Dataset:
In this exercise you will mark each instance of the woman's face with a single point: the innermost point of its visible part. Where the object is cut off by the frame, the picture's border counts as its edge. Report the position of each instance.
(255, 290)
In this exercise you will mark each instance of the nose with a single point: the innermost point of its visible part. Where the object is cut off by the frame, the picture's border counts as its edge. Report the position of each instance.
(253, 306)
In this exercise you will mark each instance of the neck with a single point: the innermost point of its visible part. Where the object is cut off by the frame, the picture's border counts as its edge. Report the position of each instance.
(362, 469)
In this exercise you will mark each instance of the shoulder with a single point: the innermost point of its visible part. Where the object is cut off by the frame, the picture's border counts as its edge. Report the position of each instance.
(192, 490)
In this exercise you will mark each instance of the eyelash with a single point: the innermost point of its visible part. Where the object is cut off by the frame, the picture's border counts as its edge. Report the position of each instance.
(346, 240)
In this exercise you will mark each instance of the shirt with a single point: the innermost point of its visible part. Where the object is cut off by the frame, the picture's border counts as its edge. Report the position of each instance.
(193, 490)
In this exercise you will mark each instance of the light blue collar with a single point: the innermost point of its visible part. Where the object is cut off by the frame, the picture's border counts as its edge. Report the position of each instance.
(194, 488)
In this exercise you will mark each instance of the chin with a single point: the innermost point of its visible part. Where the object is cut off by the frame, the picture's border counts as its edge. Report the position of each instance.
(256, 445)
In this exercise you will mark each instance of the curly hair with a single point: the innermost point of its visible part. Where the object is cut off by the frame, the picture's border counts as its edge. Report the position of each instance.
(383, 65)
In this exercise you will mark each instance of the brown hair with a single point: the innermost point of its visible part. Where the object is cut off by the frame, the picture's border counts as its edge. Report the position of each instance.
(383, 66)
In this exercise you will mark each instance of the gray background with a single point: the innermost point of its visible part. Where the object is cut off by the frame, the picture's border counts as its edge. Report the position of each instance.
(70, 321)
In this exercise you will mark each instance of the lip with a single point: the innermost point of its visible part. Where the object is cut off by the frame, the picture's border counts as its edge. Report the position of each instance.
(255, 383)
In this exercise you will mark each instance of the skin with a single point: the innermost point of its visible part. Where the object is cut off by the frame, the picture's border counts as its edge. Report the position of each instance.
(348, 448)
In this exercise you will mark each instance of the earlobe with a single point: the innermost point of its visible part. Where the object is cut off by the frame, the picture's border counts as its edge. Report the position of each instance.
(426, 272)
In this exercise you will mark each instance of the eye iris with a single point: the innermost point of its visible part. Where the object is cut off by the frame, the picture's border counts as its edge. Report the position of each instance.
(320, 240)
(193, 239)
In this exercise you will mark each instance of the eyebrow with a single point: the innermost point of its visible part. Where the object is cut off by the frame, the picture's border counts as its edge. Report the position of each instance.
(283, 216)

Challenge: Copy out all of the material above, line for line and unchanged.

Exercise answer:
In this exercise you will mark each instance of the woman's face with a single point: the innermost point of its visible part. Where the object is cut off by the frame, the picture's border counts as its edge. Report the position of each instance.
(255, 290)
In this exercise you will mark each instance of the nose with a single point: the innermost point of its visible part. Where the object is cut off by the frame, the picture's border counts as its edge. Report the position of each instance.
(253, 306)
In this exercise you will mark each instance of the neck with a single point: the innermost point of its visible part. Where the object is cut off by the frame, the picture's border counts as its edge. Report the position of each instance.
(362, 469)
In this exercise you will mark each instance of the shoulder with a single point: the innermost point of its visible part. Where the object is cut off by the frame, the picture's border counts as its edge. Report the position of each instance.
(192, 490)
In this exercise you will mark each instance of the eyelash with a single point: the innermost point of its visible part. Where the object is cut off by the frame, the picture's border counts as its edge. Report the position of each instance.
(346, 240)
In this exercise you will mark each instance of the shirt with a single point: the innermost point of its visible part. Where the object is cut off by the frame, the picture's border counts as its edge. Report the position of each instance.
(193, 490)
In this exercise you will mark each instance of the light blue collar with a single point: the innermost point of its visible part. Where the object is cut off by the frame, the picture's border counts as its edge. Report the position of each instance.
(194, 488)
In this exercise you will mark each instance of the chin with a single point: the innermost point of its visible part. Where the object is cut off by the frame, the picture's border counts as its edge. Report the position of each instance.
(256, 445)
In this exercise you will mark each instance of the curly hair with a single point: the innermost point of its visible part. Where the object is cut off by the frame, the picture's border counts as its edge. Report the position of each instance.
(383, 65)
In this exercise you will mark each instance of the brown hair with a single point: the innermost point of its visible part. Where the object is cut off by the frame, the picture's border counts as its edge. Report the position of each instance.
(383, 66)
In this exercise you will mark each instance of the gray background with a single point: the innermost point of its visible part. Where the object is cut off by the frame, the picture's border counts as its edge. Report the position of each instance.
(70, 321)
In this exercise you will mark each instance of the lip with a single point: the innermost point of its visible part. Where the object is cut off by the frame, the picture's border counts as its edge. Report the position of each instance.
(255, 383)
In this exercise you will mark each instance of the skin with a single point: the innermost point of its visible part. Where the object is cut off by the frame, the picture's border counts as its edge. Report the position of each instance.
(348, 448)
In this exercise you will mark each instance of the earlobe with a single point: the innermost point of its visible part. Where the object is cut off by the frame, the picture's border counts as its edge. Report the position of each instance.
(426, 272)
In this exercise you will mark each instance of the eye iris with a single point: the innermost point of its visible part. Where the object is cut off by the frame, the picture's border counts as its edge. Report the position of each instance.
(320, 240)
(193, 239)
In this exercise you will mark each instance of the eyebrow with a single point: the innermost point of its visible part. Where the object is cut off by the frame, the picture's border counts as its edge. Report the position of each instance.
(283, 216)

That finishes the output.